■ **WHAT THE EXERCISE ASKS**: Scan each line of the records for the word "table" and extract the ones that have it.
____ SOURCE DATA
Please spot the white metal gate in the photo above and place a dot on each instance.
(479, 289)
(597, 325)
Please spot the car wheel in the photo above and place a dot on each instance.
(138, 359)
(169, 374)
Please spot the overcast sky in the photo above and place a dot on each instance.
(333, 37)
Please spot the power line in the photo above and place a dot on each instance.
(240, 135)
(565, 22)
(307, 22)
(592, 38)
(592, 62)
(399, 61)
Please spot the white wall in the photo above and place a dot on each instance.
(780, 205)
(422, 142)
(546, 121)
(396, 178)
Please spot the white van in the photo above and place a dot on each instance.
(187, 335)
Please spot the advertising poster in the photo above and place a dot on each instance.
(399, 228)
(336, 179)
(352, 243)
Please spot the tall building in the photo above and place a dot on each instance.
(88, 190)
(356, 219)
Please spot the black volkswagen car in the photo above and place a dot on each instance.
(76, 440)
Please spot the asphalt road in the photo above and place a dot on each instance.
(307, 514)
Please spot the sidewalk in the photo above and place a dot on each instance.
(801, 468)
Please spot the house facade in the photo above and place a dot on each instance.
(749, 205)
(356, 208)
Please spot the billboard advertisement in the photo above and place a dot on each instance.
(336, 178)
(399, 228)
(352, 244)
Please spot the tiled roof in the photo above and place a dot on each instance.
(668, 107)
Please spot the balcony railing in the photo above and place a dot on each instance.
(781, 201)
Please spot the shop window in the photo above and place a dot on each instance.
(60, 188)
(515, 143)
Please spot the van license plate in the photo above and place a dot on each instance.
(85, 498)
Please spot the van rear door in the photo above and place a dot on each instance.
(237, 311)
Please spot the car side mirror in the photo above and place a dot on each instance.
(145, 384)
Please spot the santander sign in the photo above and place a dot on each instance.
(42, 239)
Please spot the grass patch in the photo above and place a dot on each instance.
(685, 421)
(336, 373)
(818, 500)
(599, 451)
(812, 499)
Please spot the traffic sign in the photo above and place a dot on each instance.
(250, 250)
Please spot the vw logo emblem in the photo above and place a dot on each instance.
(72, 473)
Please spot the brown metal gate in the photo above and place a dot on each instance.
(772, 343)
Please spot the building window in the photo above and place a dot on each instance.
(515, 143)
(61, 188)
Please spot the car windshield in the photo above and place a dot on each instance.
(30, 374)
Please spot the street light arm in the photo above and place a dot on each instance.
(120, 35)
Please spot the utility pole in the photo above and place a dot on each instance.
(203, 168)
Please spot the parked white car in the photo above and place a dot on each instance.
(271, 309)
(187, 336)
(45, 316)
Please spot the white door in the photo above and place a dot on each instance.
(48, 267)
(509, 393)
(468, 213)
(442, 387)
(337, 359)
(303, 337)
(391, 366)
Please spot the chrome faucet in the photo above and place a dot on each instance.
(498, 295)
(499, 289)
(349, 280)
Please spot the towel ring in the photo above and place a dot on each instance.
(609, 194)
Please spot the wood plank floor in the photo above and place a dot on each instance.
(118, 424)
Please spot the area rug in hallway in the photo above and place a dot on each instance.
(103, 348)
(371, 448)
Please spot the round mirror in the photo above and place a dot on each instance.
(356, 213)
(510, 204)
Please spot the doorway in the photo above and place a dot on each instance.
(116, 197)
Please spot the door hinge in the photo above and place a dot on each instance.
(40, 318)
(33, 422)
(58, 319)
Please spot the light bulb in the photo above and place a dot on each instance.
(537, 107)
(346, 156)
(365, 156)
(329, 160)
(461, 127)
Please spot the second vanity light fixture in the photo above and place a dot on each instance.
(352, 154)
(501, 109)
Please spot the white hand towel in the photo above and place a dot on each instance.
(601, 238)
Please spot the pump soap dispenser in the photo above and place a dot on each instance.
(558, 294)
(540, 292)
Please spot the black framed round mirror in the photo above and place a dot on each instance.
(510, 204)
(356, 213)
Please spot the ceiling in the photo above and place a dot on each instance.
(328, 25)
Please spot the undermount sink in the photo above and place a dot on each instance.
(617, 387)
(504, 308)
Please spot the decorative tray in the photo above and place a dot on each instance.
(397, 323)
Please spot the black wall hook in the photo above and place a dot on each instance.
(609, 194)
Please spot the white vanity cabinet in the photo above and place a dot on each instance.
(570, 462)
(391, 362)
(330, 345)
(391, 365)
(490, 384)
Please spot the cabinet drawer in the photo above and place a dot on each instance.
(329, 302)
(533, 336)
________
____ SOURCE DATA
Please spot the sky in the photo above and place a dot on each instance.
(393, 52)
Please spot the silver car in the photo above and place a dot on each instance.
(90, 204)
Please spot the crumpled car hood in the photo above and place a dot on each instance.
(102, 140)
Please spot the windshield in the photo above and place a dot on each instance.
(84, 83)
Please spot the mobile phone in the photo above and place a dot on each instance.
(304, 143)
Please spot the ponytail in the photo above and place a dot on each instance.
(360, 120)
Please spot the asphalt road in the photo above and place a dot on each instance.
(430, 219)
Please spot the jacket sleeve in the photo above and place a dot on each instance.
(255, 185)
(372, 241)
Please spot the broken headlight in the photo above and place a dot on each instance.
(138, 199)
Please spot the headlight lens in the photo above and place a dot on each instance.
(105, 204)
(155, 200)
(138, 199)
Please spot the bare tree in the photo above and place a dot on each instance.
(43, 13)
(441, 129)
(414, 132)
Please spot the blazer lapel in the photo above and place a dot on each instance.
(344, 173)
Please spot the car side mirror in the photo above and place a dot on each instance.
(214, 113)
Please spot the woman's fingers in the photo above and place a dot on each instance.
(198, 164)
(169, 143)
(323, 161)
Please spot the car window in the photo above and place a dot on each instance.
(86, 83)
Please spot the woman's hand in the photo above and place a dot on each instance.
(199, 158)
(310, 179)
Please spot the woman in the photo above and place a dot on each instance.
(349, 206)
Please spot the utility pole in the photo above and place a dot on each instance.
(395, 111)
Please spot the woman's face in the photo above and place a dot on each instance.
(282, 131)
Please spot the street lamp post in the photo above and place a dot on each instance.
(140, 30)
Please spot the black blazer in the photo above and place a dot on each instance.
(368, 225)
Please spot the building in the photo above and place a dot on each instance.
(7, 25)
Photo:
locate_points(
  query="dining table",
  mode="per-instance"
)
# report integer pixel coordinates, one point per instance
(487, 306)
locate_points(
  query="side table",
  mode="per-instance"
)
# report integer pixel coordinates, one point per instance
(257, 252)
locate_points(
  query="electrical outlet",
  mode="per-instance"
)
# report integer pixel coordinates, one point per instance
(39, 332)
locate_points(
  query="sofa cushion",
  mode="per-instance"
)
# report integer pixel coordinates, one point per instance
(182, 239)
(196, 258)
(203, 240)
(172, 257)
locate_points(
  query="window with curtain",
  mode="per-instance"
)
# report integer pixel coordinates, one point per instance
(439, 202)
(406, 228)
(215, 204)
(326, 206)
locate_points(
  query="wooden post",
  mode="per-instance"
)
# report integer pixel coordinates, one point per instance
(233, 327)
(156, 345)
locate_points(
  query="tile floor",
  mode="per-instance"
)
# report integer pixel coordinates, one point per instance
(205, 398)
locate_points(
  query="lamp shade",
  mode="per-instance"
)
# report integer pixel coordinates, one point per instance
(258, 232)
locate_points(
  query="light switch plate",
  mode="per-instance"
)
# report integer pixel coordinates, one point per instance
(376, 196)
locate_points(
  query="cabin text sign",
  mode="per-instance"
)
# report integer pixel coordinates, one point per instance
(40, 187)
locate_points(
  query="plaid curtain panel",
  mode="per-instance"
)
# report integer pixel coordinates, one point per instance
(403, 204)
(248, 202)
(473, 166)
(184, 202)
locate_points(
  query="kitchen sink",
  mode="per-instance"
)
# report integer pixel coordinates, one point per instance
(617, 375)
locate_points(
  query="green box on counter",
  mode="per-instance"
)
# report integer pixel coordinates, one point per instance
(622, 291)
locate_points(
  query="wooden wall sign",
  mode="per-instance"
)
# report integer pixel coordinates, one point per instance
________
■ **OUTPUT FOR THIS TASK**:
  query="dining table",
  query="side table",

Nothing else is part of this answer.